[[ EXCERPT PROVIDED open ]]

Package 'SpNMF'

Title: Supervised NMF
Description: Non-negative Matrix Factorization(NMF) is a powerful tool for identifying the key features of microbial communities and a dimension-reduction method. When we are interested in the differences between the structures of two groups of communities, supervised NMF(Yun Cai, Hong Gu and Tobby Kenney (2017),<doi:10.1186/s40168-017-0323-1>) provides a better way to do this, while retaining all the advantages of NMF -- such as interpretability, and being based on a simple biological intuition.
Authors: Yun Cai [aut, cre], Hong Gu [aut], Toby Kenney [aut]
Maintainer: Yun Cai <[email protected]>
License: GPL-3
Version: 0.1.1
Built: 2024-12-10 06:41:13 UTC
Source: CRAN

Help Index


chty

Description

chty is used to get number of types for the data.

Usage

chty(data,y,k,maxr)

Arguments

data

an optional n by p count data matrix. The p columns of the matrix are different variables and the n rows are samples. Each column should contain at lest one none zero entry. When n = 1, it is a row vector.

y

a binary variable contains classification information of the data. Usually one group is labelled as "0" and the other as "1".

k

a value gives the number of folds used in cross validation when choosing number of types.

maxr

a number gives the upper bound of the number of types.

Value

r1

the suggested number of types for class labeled as 1.

r2

the suggested number of types for class labeled as 0.

Author(s)

Yun Cai, Hong Gu and Toby Kenney

References

Learning Microbial Community Structures with Supervised and Unsupervised Non-negative Matrix Factorization

Examples

##we use the simulated data spdata here
##the spdata is simulated from feature matrix combined by 2
#3types features from one group and 3 types from the other.
##choose number of types using our function
##2-folds cross validation is used here
##the upper bound of number of types for both classes is 2
##remove all zero variables from the data
spdata.rm=spdata[c(1:4,41:44),colSums(spdata)!=0]
y=c(rep(1,4),rep(0,4))
types=chty(spdata.rm,y,2,2)
#number of types for class labeled as 1
nmb1 = types$r1
#number of types for class labeled as 0
nmb2 = types$r2

getT

Description

getT is used to calculate the combined feature matrix.

Usage

getT(data,y,Tr1,Tr2)

Arguments

data

an optional n by p count data matrix. The p columns of the matrix are different variables and the n rows are samples. Each column should contain at lest one none zero entry. When n = 1, it is a row vector.

y

a binary variable contains classification information of the data. Usually one group is labelled as "0" and the other as "1".

[[ EXCERPT PROVIDED closed ]]
[[ MATERIAL SUPPLIED open ]]

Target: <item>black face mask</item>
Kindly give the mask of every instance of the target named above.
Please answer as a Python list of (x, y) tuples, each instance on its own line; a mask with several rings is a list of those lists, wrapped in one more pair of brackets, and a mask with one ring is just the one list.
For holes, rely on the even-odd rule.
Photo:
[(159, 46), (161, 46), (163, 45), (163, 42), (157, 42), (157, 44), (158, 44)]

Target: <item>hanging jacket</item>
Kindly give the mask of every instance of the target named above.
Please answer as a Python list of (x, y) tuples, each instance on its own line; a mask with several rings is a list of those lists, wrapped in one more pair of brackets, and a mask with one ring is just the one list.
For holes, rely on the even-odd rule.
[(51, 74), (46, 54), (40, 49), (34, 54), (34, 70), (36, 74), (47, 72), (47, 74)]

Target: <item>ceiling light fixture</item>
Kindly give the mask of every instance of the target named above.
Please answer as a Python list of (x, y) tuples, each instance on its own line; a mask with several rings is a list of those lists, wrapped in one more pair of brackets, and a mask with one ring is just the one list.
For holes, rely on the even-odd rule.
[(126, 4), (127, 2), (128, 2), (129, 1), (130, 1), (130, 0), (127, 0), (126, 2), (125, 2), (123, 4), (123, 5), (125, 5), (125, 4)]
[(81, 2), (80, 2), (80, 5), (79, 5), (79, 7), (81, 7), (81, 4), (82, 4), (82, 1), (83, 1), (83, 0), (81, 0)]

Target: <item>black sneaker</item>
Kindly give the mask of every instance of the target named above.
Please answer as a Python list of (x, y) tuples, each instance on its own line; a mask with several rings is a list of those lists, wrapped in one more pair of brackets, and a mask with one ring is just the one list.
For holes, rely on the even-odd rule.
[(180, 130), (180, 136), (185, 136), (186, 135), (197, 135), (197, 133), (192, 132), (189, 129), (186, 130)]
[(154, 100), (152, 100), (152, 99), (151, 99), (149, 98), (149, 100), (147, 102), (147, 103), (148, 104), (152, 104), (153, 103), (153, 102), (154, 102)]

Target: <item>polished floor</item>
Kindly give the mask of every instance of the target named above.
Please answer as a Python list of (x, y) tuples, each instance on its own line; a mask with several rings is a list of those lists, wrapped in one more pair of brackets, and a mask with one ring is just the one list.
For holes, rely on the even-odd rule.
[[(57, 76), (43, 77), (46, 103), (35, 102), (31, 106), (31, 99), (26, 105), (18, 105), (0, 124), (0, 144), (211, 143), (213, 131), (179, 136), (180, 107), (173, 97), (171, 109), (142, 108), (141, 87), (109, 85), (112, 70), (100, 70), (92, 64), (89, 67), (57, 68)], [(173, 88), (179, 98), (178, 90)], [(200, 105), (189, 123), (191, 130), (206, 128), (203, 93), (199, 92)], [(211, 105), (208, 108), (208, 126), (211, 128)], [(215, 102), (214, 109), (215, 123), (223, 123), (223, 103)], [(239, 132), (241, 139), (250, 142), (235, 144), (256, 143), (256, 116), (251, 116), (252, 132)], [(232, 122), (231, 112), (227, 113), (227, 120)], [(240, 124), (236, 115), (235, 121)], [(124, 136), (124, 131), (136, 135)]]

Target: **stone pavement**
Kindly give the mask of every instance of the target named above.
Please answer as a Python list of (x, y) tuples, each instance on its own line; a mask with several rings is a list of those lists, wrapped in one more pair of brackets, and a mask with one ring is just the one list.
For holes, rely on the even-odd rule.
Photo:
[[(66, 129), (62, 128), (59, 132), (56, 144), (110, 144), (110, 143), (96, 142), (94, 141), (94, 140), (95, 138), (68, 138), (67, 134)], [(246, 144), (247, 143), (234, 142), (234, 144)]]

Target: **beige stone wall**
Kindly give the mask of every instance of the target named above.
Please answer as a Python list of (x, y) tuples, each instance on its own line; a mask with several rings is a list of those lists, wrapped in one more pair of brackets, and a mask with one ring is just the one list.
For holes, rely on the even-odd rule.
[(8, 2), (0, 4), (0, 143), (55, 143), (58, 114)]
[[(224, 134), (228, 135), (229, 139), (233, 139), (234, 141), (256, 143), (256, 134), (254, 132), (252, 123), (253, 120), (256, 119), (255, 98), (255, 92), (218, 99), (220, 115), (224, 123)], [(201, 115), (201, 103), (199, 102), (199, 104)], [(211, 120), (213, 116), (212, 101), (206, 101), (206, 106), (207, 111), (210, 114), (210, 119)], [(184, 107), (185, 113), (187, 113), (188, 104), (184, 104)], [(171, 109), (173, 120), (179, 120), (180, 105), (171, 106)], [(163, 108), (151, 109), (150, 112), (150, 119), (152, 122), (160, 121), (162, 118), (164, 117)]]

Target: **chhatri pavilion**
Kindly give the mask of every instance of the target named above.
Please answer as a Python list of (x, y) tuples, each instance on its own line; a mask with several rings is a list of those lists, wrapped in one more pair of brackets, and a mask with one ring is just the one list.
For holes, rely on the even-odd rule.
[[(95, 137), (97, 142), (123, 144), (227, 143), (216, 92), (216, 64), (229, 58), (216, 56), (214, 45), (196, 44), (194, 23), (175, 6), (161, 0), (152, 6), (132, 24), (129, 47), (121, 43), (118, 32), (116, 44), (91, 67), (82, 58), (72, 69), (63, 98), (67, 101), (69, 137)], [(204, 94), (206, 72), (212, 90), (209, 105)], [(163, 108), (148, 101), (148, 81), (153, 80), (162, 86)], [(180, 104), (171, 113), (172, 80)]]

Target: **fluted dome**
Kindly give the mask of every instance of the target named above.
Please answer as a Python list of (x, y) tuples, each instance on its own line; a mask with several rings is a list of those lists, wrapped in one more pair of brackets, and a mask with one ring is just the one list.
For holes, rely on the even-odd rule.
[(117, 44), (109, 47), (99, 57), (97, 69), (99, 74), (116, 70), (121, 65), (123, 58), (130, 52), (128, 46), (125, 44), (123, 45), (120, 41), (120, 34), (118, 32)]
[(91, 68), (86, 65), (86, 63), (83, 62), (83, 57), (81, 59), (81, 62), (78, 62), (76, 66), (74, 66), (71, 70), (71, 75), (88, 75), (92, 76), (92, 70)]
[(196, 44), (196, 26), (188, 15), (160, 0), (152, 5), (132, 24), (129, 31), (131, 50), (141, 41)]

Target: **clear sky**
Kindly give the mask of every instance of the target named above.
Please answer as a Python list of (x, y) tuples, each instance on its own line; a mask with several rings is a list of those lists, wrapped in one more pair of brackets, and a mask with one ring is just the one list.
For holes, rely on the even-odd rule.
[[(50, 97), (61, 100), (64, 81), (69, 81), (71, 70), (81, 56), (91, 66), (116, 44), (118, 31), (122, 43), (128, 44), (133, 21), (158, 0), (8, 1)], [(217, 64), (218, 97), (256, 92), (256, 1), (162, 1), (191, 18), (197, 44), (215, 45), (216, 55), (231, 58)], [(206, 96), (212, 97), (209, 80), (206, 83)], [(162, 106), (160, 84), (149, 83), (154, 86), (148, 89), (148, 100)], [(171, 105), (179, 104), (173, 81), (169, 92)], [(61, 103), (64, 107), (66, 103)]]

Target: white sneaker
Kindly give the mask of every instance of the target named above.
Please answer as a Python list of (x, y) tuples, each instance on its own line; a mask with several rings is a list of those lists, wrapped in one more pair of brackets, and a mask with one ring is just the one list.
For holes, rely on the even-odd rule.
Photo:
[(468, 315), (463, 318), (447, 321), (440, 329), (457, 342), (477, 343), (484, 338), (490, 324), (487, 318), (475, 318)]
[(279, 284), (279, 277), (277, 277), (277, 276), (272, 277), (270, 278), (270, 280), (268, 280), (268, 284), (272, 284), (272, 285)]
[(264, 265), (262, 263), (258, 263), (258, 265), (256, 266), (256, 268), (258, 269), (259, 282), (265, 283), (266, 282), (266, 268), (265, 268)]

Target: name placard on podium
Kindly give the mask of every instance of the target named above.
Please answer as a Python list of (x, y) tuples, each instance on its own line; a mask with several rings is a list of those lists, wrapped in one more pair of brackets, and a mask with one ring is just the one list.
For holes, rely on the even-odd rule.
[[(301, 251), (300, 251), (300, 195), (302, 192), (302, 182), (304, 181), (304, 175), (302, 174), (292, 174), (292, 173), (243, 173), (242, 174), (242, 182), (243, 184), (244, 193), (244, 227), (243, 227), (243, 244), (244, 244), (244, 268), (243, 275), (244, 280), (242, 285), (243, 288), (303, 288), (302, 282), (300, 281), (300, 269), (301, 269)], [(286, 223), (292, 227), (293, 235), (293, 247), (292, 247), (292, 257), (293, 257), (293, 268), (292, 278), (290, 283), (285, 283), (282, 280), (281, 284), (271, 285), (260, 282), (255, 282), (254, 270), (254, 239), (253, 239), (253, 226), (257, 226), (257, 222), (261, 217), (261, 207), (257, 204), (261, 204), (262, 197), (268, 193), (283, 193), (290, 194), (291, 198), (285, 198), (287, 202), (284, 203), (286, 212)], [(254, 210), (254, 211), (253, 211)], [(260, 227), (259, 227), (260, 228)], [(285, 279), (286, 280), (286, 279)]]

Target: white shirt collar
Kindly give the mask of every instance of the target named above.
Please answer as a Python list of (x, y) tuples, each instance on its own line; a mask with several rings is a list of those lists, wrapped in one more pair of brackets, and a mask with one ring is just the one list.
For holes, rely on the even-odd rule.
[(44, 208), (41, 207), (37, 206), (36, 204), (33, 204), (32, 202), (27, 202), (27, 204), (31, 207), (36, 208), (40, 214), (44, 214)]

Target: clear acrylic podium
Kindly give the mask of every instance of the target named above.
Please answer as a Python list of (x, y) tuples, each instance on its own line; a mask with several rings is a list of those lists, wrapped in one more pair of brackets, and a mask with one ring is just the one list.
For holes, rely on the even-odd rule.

[[ MATERIAL SUPPLIED closed ]]

TASK OBJECTIVE
Please copy the SpNMF help page starting with "Learning Microbial Community" and going on through "types=chty(spdata.rm,y,2,2)", renaming "upper bound" to "maximum". The listing is separate material.

RESULT BELOW
Learning Microbial Community Structures with Supervised and Unsupervised Non-negative Matrix Factorization

Examples

##we use the simulated data spdata here
##the spdata is simulated from feature matrix combined by 2
#3types features from one group and 3 types from the other.
##choose number of types using our function
##2-folds cross validation is used here
##the maximum of number of types for both classes is 2
##remove all zero variables from the data
spdata.rm=spdata[c(1:4,41:44),colSums(spdata)!=0]
y=c(rep(1,4),rep(0,4))
types=chty(spdata.rm,y,2,2)